[Materials provided]
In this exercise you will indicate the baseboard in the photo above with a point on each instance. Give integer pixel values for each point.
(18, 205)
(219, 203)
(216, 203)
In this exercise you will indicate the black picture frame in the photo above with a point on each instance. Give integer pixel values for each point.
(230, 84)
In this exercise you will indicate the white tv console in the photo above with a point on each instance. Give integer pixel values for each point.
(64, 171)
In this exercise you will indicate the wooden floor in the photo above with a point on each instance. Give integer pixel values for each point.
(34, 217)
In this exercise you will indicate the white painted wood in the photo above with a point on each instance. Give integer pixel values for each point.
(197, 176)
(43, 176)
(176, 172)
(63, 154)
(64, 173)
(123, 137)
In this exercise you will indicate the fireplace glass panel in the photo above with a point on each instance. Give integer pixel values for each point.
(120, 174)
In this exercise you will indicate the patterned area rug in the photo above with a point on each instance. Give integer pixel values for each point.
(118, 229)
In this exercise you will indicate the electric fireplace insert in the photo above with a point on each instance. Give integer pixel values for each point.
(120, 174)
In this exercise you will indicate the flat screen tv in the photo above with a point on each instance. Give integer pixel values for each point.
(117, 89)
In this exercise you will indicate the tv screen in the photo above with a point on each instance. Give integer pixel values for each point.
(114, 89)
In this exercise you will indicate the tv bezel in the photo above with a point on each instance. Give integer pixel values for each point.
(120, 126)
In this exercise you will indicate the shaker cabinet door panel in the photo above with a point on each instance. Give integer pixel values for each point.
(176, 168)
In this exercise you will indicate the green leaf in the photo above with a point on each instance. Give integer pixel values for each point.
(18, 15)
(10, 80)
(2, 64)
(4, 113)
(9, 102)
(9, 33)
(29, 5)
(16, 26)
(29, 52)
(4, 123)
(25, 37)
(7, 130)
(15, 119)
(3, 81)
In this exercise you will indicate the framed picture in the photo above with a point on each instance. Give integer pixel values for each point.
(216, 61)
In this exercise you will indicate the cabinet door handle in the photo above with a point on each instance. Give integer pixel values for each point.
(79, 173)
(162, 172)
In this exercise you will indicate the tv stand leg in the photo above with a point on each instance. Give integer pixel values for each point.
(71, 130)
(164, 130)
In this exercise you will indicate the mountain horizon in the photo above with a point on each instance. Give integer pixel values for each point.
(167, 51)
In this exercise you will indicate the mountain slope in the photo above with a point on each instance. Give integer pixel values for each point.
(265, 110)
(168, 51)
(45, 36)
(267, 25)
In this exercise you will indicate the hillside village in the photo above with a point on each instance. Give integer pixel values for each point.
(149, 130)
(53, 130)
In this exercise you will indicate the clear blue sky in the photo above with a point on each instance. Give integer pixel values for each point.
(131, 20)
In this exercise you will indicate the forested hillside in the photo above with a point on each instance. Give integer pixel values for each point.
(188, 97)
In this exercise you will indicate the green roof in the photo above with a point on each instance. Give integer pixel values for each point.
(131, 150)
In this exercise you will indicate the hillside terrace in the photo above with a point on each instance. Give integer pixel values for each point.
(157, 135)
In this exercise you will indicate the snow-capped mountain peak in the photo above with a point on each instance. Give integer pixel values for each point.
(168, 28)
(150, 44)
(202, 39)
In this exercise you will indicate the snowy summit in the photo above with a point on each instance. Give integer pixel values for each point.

[Exercise aim]
Reproduce everything from the line containing "In this exercise you will indicate the mountain horizon" down to the last of the items above, substituting "mountain village" for "hillside village" and keeping all else unchanged.

[Solution to this task]
In this exercise you will indicate the mountain horizon in the photo above with a point on each instance. Give integer pixel values for each point.
(167, 51)
In this exercise you will indicate the mountain slope in the photo above with a point on each instance. Give integer pixel values for each point.
(265, 110)
(168, 51)
(45, 36)
(267, 25)
In this exercise you will indicate the mountain village in the photo above with a point on each instance. Give integer pixel values for each point.
(149, 130)
(53, 130)
In this exercise you will indicate the clear blue sky in the photo above with a point on each instance. Give integer pixel values for each point.
(131, 20)
In this exercise you will indicate the forested hillside in the photo above with a point on each instance. Give integer pixel values for each point.
(188, 97)
In this exercise you will indicate the green roof in the photo above with a point on each instance. Give integer pixel values for each point.
(131, 150)
In this exercise you will indicate the hillside terrace in the photo above with a point on each instance. Give integer pixel values for each point.
(157, 135)
In this exercise you will indicate the snow-capped mountain peak in the photo above with a point on each instance. Give integer pixel values for each point.
(168, 28)
(150, 44)
(202, 39)
In this exercise you will indicate the snowy summit in the photo above with a point on each instance. Give integer pixel values for each point.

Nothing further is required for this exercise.